* _Input for this task_:
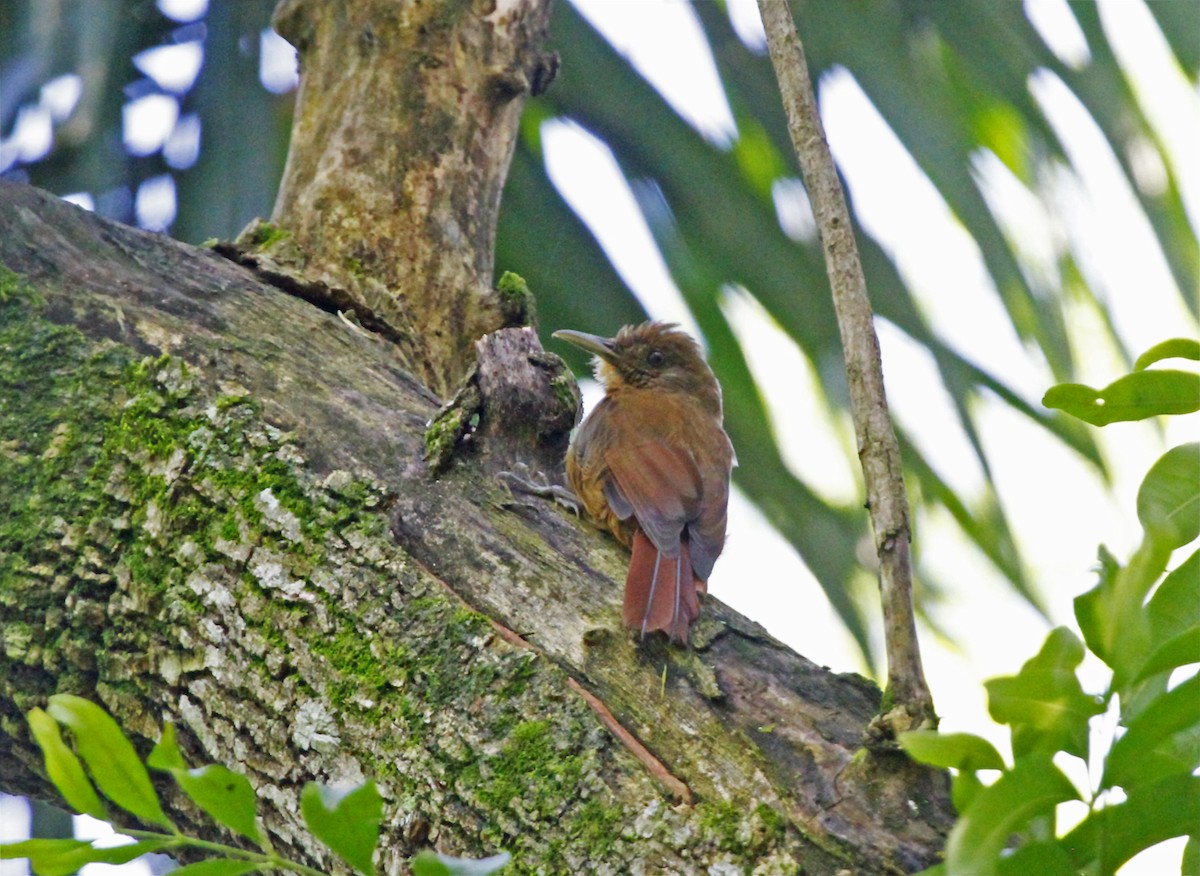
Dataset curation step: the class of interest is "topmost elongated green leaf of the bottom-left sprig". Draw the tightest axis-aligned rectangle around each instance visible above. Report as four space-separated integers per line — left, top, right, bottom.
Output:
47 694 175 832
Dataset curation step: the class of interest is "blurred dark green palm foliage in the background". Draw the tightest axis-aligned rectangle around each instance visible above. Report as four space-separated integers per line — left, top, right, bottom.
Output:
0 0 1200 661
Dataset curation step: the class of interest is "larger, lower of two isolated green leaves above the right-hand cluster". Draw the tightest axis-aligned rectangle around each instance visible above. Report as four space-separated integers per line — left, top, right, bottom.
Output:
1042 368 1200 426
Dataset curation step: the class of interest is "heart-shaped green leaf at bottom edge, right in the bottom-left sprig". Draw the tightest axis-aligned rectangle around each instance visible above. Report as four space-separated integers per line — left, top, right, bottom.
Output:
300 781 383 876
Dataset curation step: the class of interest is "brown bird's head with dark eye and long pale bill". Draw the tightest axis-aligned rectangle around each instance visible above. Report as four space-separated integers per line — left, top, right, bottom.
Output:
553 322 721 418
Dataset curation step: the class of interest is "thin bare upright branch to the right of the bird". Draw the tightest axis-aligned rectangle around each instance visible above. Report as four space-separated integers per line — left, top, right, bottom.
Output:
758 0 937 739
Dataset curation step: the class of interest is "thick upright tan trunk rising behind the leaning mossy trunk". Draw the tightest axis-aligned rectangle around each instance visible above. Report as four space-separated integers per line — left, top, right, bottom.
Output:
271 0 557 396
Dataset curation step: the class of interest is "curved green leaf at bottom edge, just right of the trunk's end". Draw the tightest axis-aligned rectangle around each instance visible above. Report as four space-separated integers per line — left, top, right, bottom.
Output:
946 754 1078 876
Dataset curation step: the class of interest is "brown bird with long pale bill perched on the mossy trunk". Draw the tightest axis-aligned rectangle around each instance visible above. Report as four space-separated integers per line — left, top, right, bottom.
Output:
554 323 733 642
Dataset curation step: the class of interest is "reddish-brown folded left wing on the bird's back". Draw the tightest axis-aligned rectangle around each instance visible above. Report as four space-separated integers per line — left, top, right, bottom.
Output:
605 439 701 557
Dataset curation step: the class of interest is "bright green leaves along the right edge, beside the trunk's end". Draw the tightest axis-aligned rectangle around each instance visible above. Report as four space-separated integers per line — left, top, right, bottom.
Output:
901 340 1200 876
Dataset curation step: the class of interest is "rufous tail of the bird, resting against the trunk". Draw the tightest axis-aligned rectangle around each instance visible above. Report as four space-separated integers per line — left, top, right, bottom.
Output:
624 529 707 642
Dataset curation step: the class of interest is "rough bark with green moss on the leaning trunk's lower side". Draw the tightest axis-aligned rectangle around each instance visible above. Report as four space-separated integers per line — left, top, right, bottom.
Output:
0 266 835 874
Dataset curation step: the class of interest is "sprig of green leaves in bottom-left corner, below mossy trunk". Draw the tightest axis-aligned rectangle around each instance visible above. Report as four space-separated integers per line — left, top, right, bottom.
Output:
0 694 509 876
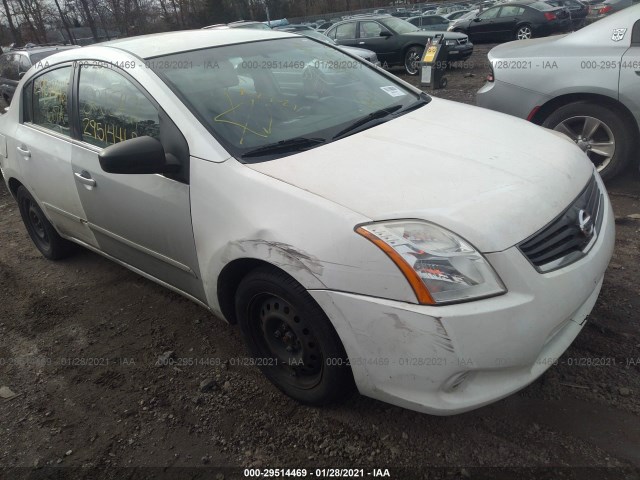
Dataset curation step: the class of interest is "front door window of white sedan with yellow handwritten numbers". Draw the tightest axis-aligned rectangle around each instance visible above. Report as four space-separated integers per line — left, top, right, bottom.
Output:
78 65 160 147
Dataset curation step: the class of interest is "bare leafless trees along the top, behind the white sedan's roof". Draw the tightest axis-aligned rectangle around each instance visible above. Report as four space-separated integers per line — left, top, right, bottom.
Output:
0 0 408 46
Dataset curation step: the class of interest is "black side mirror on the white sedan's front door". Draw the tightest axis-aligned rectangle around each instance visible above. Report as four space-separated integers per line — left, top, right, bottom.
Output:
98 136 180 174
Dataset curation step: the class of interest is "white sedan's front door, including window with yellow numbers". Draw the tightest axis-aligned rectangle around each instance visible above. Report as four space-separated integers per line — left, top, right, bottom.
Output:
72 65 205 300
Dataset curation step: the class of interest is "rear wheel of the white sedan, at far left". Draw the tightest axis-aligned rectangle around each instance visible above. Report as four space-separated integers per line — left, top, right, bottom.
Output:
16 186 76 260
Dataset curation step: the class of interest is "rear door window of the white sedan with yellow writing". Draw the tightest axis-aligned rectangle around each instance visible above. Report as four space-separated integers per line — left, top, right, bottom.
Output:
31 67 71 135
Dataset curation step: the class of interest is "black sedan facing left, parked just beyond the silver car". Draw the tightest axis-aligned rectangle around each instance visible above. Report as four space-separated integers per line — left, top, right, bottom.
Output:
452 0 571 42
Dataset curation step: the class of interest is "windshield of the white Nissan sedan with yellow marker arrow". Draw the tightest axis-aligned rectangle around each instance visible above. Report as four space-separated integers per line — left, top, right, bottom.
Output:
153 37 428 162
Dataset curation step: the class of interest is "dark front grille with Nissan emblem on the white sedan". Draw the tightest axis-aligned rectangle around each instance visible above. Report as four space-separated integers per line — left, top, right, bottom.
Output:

* _Problem statement_:
Quote the data above in full and without alteration; skip the pictures.

* _Finished exercise_:
Dataset curation step: the class of interest is "topmost elongated green leaf of the bottom-left sprig". Draw the tightest axis-aligned rectangle around each instance visible above. Report as four space-separated integers per line — left, top, right, bottom.
Output:
47 694 175 832
Dataset curation step: the class of interest is "blurred dark green palm foliage in the background". Draw the tightest axis-aligned rectangle around each instance visible above. Report as four space-separated integers per line — left, top, right, bottom.
Output:
0 0 1200 661
Dataset curation step: the class of interest is "larger, lower of two isolated green leaves above the right-hand cluster". Draw the tightest axis-aligned rectangle around each instance visible above. Report as four space-separated integers per line — left, top, right, bottom.
Output:
1042 368 1200 426
Dataset curation step: the class of interest is "heart-shaped green leaf at bottom edge, right in the bottom-left sprig". Draw the tightest axis-aligned rectangle around each instance visible above. Report as four space-separated integers per line — left, top, right, bottom.
Output:
300 781 383 876
Dataset curation step: the class of interest is "brown bird's head with dark eye and long pale bill". Draw the tightest axis-aligned rectangle around each instance visible above. Report as four space-separated integers per line — left, top, right, bottom.
Output:
553 322 721 418
Dataset curation step: the class of interest is "thin bare upright branch to the right of the bird". Draw the tightest axis-aligned rectangle around each instance visible above. Report as four space-separated integers per line — left, top, right, bottom.
Output:
758 0 937 739
Dataset curation step: the class of interest is "thick upright tan trunk rising behind the leaning mossy trunk". Draw the tightest axis-aligned rectangle around each instance visible above. Report as four space-separated integers per line — left, top, right, bottom.
Output:
271 0 557 396
Dataset curation step: the class of interest is "curved green leaf at bottom edge, just right of the trunk's end". Draw the tightest axis-aligned rectangle around each instance visible above. Report as four space-separated integers per line — left, top, right, bottom.
Output:
946 754 1078 876
Dataset curation step: the class of interest is "brown bird with long pale bill perched on the mossy trunk". Draw the tightest axis-aligned rectangle around each instance visible above. Report as four space-separated integers per line — left, top, right, bottom.
Output:
554 323 733 642
Dataset curation step: the class of interest is "reddish-brown folded left wing on the bird's back". Draw the tightest axis-aligned rectangle around each instance visible above. Report as four space-separated integers per line — left, top, right, bottom.
Output:
605 439 701 557
Dataset curation step: the class of interest is "bright green leaves along the right edge, beside the trunk's end". Draw the tightest axis-aligned rectangle around each instance visible above. Report as four space-separated integers per line — left, top, right, bottom.
Output:
901 340 1200 876
Dataset curation step: the class of interest is "rufous tail of the bird, resting against the trunk". Draw the tightest axis-aligned rectangle around each instance visible above. Report as four space-separated integers per line — left, top, right, bottom.
Output:
624 529 707 642
Dataset curation step: the class of interest is "rough bark with green moss on the leaning trunk's lower side". Draw the tightest axis-aligned rectangle around each instance visible above. Report as four space-separated integers per line — left, top, right, bottom.
Output:
0 266 835 874
Dataset curation step: the class of interest is "sprig of green leaves in bottom-left corner, below mossy trunk". Draw the tightest axis-aligned rectangle around each instance visible above. Report as four space-separated integers per line — left, top, right, bottom.
Output:
0 694 509 876
Dataset curation step: the class of interest is "front door window of white sedan with yellow handwritten numbers". Draw the tightest axis-aligned rectangle around each instance visible above. Report as four space-separated integers per line — left, top, right, bottom.
Output:
78 65 160 147
Dataset curation step: the class of interest is "bare leafless trees along the top, behind the white sedan's roof". Draw the tightest axis-aligned rectangle around each instance visible above. Report as four space-separated integers per line — left, top, right, bottom.
Output:
0 0 408 46
Dataset curation step: the class of interest is "black side mirror on the white sedan's front door". Draw the tightest axis-aligned rectangle around each instance visible above. Report as four space-separated integers per line — left, top, right, bottom.
Output:
98 136 180 174
Dataset curation step: the class of interest is "white sedan's front door, including window with yellow numbers". Draw the tightest axis-aligned rectangle around each instance visible above. Report as four space-separated integers per line — left, top, right, bottom.
Output:
72 65 205 300
Dataset curation step: the class of interest is "rear wheel of the white sedan, at far left". Draw the tightest axis-aligned rectangle around each instance visible above. Report as four space-separated integers per line — left, top, right, bottom.
Output:
16 186 76 260
Dataset curation step: the class of interest is "rear door window of the white sedan with yellow writing". Draw the tightest axis-aligned rectangle around each instance visible above. Report as four space-separated integers per line — left, top, right, bottom.
Output:
31 67 71 135
Dataset curation step: the class of interest is "black sedan facing left, parked just beyond the silver car". Draw the tightest axis-aligned rectangle around each instance visible above. Report as four space-separated integers per line — left, top, right, bottom.
Output:
452 0 571 42
Dataset curation step: the class of interest is "windshield of the white Nissan sedan with yellow marker arrow". Draw the tightest axis-aligned rectangle around each instance visible above. Report as four space-separated integers per line — left, top, right, bottom.
Output:
153 37 428 162
Dataset curation step: the class of interest is "dark front grille with Nissan emblem on the white sedan". Draw the tightest axis-aligned rectangle around each instance visible above. Report as four space-separated integers per line — left, top, right, bottom.
Output:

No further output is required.